SCHRIFTLICHER AUFTRAG A — Welche Bundesstaaten und Gebiete nennt der Textausschnitt über Hillary Clinton als Orte, in denen am Wahl-Dienstag abgestimmt wurde?
SCHRIFTLICHER AUFTRAG B — Warum lagen laut dem Textausschnitt über Hillary Clinton aus Maryland noch keine Ergebnisse vor?
SCHRIFTLICHER AUFTRAG C — Schreib den Textausschnitt über Hillary Clinton nach seinem letzten Satz weiter.

TEXTAUSSCHNITT —
::::::::::

15. Februar 2008

Was Hillary Clinton fehlt

Hillary Clintons größte Schwäche ist nach den Potomac- Vorwahlen so offensichtlich geworden wie noch nie zuvor.

Sie hatte den Wahl-Dienstag in Virginia verbracht. Während die ersten Resultate eintrafen und die ersten Hochrechnungen bekannt wurden, flog sie nach Texas. Dort, in El Paso, hielt sie die Rede, die - so hat es sich eingebürgert - die Kandidaten vor Anhängern halten, wenn das Ergebnis im Groben feststeht.

Sie hatte Virginia spektakulär verloren. Sie hatte so gut wie sicher Washington, D.C. verloren, mit einer noch größeren Mehrheit für Obama. Maryland meldete noch keine Ergebnisse, weil man wegen schlechten Wetters die Schließung der Wahllokale hinausgeschoben hatte. Aber die Exit Polls verhießen auch dort nichts Gutes.

::::::::::

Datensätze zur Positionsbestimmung
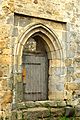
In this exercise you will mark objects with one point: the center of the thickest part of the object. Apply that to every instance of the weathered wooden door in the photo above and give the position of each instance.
(35, 86)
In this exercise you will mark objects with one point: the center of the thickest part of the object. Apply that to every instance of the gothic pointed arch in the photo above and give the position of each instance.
(53, 48)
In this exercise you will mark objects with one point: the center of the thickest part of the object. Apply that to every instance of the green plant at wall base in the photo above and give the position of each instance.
(66, 118)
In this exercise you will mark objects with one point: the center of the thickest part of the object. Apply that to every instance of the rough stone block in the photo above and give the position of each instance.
(36, 113)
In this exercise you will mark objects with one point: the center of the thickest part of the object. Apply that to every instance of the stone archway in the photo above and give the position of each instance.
(54, 52)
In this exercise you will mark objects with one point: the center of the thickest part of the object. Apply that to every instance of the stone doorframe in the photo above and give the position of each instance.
(53, 48)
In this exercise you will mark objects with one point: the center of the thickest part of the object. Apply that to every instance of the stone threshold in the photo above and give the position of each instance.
(33, 104)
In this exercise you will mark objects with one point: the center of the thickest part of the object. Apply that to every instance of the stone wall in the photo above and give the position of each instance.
(63, 17)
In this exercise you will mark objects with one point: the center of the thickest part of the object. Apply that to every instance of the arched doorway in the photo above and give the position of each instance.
(50, 49)
(35, 69)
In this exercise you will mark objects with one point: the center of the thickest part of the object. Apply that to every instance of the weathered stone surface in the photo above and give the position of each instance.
(62, 18)
(36, 113)
(55, 112)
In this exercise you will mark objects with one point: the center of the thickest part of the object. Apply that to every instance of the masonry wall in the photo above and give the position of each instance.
(67, 12)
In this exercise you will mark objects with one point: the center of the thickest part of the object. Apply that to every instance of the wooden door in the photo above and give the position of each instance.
(35, 87)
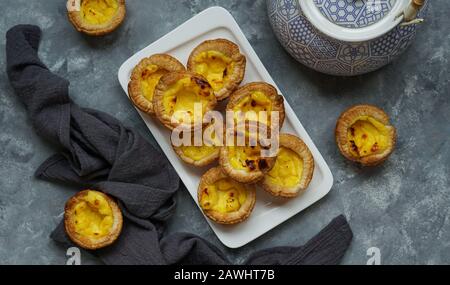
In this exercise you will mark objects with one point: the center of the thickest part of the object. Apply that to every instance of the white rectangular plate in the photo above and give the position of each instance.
(269, 212)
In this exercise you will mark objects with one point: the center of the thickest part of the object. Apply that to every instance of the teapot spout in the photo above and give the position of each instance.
(411, 12)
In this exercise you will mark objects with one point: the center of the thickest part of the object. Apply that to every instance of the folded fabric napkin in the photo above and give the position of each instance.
(98, 152)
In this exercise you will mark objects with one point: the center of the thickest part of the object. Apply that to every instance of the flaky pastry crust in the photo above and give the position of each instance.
(83, 26)
(296, 145)
(210, 177)
(163, 61)
(347, 119)
(231, 50)
(87, 242)
(271, 92)
(165, 83)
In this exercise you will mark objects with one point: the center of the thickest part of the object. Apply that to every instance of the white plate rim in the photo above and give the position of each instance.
(218, 17)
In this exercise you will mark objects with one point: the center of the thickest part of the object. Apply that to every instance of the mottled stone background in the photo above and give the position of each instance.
(402, 207)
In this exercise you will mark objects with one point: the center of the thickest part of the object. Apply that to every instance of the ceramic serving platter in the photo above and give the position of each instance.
(269, 212)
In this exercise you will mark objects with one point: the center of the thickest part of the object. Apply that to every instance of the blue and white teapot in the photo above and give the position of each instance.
(345, 37)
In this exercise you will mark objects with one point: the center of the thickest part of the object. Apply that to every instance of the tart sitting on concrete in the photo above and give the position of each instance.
(176, 97)
(364, 135)
(92, 219)
(96, 17)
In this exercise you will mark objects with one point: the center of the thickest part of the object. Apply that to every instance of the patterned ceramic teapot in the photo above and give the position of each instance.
(345, 37)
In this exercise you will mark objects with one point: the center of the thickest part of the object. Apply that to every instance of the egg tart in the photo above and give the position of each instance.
(199, 156)
(293, 169)
(92, 219)
(221, 63)
(145, 76)
(245, 163)
(176, 96)
(224, 200)
(96, 17)
(255, 97)
(364, 135)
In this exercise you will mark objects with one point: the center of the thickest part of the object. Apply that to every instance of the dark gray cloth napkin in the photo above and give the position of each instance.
(97, 151)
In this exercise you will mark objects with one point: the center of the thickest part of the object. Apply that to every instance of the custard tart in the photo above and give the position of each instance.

::::::::::

ANTWORT A — Virginia, Washington, D.C. und Maryland

ANTWORT B — Wegen schlechten Wetters war die Schließung der Wahllokale hinausgeschoben worden.

ANTWORT C —
In El Paso also sprach Clinton in einem Stadion vor Anhängern. Es war ein Auftritt, der mich baß erstaunte.

Im Nachhinein wurde mir allerdings klar, daß er ganz zu Hillary Clinton paßte.



Sie begann auf eine Art, die ich schon des öfteren bei ihr gesehen hatte. Anders als Obama, der federnden Schritts auf die Bühne eilt und dann sofort mit seiner Rede loslegt, steht Clinton zunächst stumm da, geht auch auf und ab. Dabei lacht sie lauthals oder lächelt diesem und jener zu.

Vor allem nickt sie immer wieder. Ein sozusagen tiefes Nicken, ein fast pantomimisches Nicken. Mal scheint es, daß sie - mit dem Augengruß des Anhebens der Augenbrauen - jemandem persönlich zunickt. Mal hat dieses Clinton- Nicken eher den Charakter eines trotzigen den Kopf in den Nacken Werfens.

Das also zelebrierte sie, und war heiter und fröhlich, wie man nur heiter und fröhlich sein kann. Dann begann sie zu reden; das Transskript der Rede findet man in der Washington Post.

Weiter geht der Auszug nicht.